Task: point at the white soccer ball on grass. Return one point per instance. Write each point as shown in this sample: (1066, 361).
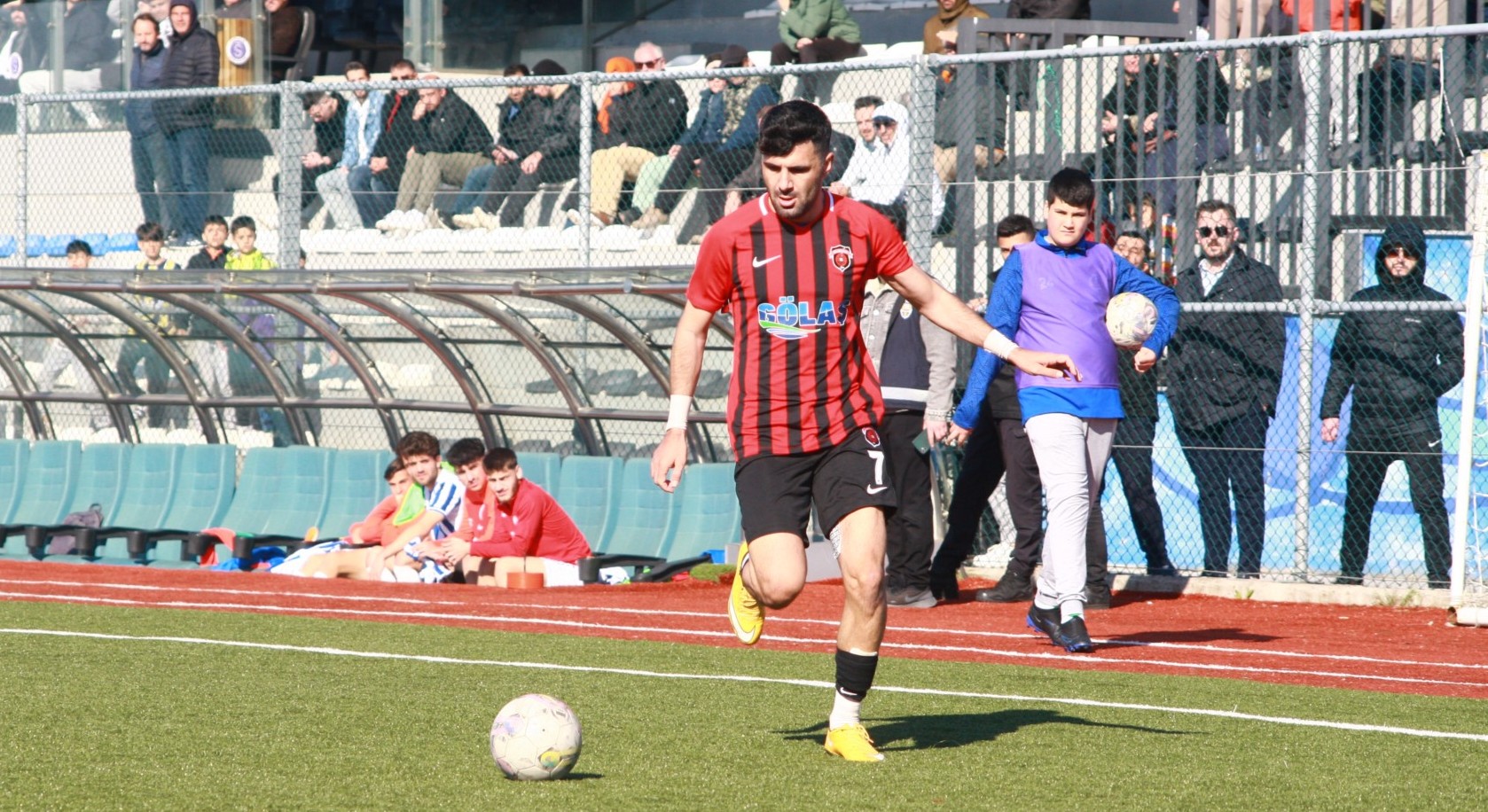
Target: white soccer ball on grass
(535, 738)
(1130, 318)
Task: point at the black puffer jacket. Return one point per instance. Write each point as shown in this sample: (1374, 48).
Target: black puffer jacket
(191, 61)
(452, 127)
(1226, 364)
(561, 125)
(654, 115)
(1398, 362)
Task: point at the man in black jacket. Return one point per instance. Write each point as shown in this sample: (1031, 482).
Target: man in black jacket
(329, 121)
(1398, 363)
(450, 143)
(555, 156)
(390, 153)
(1224, 379)
(191, 61)
(645, 122)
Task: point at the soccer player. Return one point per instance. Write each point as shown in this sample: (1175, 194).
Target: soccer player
(803, 403)
(416, 549)
(515, 528)
(1053, 292)
(347, 558)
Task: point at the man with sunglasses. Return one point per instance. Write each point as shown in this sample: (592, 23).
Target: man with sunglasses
(1224, 378)
(1398, 364)
(656, 116)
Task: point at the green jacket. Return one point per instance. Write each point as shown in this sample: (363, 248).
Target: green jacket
(818, 18)
(256, 261)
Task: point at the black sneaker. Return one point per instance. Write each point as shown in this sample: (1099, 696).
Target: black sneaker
(1069, 636)
(945, 586)
(1012, 589)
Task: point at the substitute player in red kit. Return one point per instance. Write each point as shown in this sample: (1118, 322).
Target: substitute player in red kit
(803, 402)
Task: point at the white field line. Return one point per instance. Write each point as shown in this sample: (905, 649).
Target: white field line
(1066, 660)
(774, 622)
(768, 680)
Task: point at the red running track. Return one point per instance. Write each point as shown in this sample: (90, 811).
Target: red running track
(1400, 650)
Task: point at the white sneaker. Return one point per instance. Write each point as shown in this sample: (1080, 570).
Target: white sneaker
(392, 221)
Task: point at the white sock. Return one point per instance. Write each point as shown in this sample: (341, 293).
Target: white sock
(844, 711)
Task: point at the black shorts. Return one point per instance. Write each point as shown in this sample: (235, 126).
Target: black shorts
(776, 493)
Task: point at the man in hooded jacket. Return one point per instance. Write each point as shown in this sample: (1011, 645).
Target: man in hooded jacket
(1398, 364)
(191, 61)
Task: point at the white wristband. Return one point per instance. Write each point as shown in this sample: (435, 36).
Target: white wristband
(999, 344)
(677, 414)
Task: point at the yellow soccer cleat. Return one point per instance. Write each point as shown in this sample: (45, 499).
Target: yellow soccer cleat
(746, 614)
(853, 742)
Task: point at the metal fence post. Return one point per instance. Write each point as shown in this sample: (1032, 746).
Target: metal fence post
(21, 160)
(1312, 247)
(585, 167)
(921, 162)
(289, 151)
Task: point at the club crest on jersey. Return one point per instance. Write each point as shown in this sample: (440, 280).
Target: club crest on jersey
(841, 258)
(796, 320)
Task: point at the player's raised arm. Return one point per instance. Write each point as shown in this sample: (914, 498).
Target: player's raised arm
(944, 308)
(686, 363)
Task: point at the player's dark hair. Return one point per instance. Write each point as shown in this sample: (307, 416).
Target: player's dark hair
(149, 232)
(1014, 225)
(465, 451)
(417, 443)
(1211, 206)
(795, 122)
(1071, 186)
(498, 460)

┄┄┄┄┄┄┄┄┄┄┄┄┄┄┄┄┄┄┄┄

Reproduce only the lines running from the beginning of the entries above to the line holding "Task: point at the substitute", inclusive. Pictures stay out of the copy.

Task: point at the white soccer ball on grass. Return one point per instance. Write each point as shown in this sample: (1066, 361).
Target: white soccer ball on grass
(535, 738)
(1130, 318)
Task: point at the black puffer jacket. Return one point per instance. Write each point as shown in this sample: (1374, 48).
Target: black puffer jacket
(191, 61)
(452, 127)
(1226, 364)
(561, 125)
(654, 115)
(1398, 362)
Task: point at the man in black jacket. Return one point per instance. Write each point as shown in this sample: (1031, 482).
Target: man in black jacket
(329, 121)
(1398, 363)
(450, 143)
(555, 156)
(390, 153)
(1224, 379)
(191, 61)
(645, 122)
Task: point at the soccer player. Return one point per instance. Write each point as shown in this sample: (1175, 194).
Target: soccer player
(803, 403)
(416, 549)
(515, 528)
(1053, 292)
(347, 558)
Task: point at the man with sunglasses. Return one point per instance. Write each point as shown in this sample: (592, 23).
Target: man with sunglasses
(1224, 378)
(1398, 364)
(656, 116)
Task: point at the green jacket. Return one point per instance. Write each point as shown in this sample: (363, 248).
Target: green jacket
(818, 18)
(256, 261)
Task: point at the black sneaker. Return one point per instance. Write each point as shown in this sample: (1099, 696).
Target: black sneaker
(1069, 636)
(945, 586)
(1012, 589)
Task: point at the substitute player in red kit. Return one point per instance. Write each point as shown in this sample: (1118, 322).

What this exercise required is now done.